= Data for the task =
********************

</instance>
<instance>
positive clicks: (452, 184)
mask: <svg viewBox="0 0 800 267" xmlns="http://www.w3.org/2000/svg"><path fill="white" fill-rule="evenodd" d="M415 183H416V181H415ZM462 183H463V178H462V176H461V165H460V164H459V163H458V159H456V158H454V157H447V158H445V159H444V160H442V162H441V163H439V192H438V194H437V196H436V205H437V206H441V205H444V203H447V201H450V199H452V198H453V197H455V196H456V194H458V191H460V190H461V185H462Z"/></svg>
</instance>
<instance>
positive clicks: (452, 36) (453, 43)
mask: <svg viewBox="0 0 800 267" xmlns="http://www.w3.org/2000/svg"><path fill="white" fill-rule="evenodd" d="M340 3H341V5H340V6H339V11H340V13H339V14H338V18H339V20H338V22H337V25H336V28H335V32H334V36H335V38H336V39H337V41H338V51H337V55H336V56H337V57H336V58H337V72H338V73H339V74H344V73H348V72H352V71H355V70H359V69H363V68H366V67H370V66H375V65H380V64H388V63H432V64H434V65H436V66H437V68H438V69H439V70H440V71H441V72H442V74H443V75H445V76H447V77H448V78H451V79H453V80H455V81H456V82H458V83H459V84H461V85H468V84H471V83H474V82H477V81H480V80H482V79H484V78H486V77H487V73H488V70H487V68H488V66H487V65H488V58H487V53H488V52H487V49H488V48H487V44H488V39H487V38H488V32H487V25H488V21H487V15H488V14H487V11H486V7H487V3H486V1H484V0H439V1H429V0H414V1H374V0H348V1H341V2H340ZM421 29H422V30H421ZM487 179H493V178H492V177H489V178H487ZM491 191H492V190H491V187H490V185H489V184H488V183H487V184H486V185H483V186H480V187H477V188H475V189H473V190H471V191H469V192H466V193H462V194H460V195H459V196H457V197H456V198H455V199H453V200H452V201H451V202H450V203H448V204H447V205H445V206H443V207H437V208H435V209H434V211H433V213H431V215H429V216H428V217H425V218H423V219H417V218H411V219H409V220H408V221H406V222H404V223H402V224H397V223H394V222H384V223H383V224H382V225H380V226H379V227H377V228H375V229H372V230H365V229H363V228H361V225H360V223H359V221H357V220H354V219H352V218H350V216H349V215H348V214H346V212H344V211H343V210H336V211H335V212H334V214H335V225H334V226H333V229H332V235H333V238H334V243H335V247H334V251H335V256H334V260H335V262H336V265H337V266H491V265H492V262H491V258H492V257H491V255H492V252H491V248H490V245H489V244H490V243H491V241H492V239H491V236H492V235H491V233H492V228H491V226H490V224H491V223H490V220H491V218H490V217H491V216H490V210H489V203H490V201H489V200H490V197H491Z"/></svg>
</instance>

********************

= Exercise requirements =
Reproduce, exactly, all the lines shown above.

= Reply =
</instance>
<instance>
positive clicks: (452, 184)
mask: <svg viewBox="0 0 800 267" xmlns="http://www.w3.org/2000/svg"><path fill="white" fill-rule="evenodd" d="M415 183H416V181H415ZM462 183H463V178H462V176H461V165H460V164H459V163H458V159H456V158H454V157H447V158H445V159H444V160H442V162H441V163H439V192H438V194H437V196H436V205H437V206H441V205H444V203H447V201H450V199H452V198H453V197H455V196H456V194H458V191H460V190H461V185H462Z"/></svg>
</instance>
<instance>
positive clicks: (452, 36) (453, 43)
mask: <svg viewBox="0 0 800 267" xmlns="http://www.w3.org/2000/svg"><path fill="white" fill-rule="evenodd" d="M340 3H341V5H340V6H339V11H340V13H339V14H338V18H339V20H338V22H337V25H336V28H335V32H334V36H335V38H336V39H337V41H338V51H337V55H336V56H337V57H336V58H337V72H338V73H339V74H344V73H348V72H352V71H355V70H359V69H363V68H366V67H370V66H375V65H380V64H388V63H432V64H434V65H436V66H437V68H438V69H439V70H440V71H441V72H442V74H443V75H445V76H447V77H448V78H451V79H453V80H455V81H456V82H458V83H459V84H461V85H468V84H471V83H474V82H477V81H480V80H482V79H484V78H486V77H487V73H488V70H487V68H488V66H487V65H488V58H487V53H488V52H487V49H488V48H487V44H488V39H487V38H488V32H487V25H488V21H487V15H488V14H487V11H486V7H487V3H486V1H484V0H439V1H429V0H414V1H374V0H348V1H341V2H340ZM421 29H422V30H421ZM487 179H493V178H492V177H489V178H487ZM491 191H492V190H491V187H490V185H489V184H488V183H487V184H486V185H483V186H480V187H477V188H475V189H473V190H471V191H469V192H466V193H462V194H460V195H459V196H457V197H456V198H455V199H453V200H452V201H451V202H450V203H448V204H447V205H445V206H443V207H437V208H435V209H434V211H433V213H431V215H429V216H428V217H425V218H423V219H417V218H411V219H409V220H408V221H406V222H404V223H402V224H397V223H394V222H384V223H383V224H382V225H380V226H379V227H377V228H375V229H372V230H365V229H363V228H361V225H360V223H359V221H357V220H354V219H352V218H350V216H349V215H348V214H346V212H344V211H343V210H336V211H335V212H334V214H335V225H334V226H333V229H332V235H333V238H334V243H335V247H334V251H335V256H334V260H335V262H336V265H337V266H491V265H492V262H491V258H492V257H491V255H492V252H491V248H490V245H489V244H490V243H491V241H492V239H491V236H492V235H491V233H492V228H491V226H490V224H491V223H490V220H491V218H490V217H491V216H490V210H489V203H490V201H489V200H490V197H491Z"/></svg>
</instance>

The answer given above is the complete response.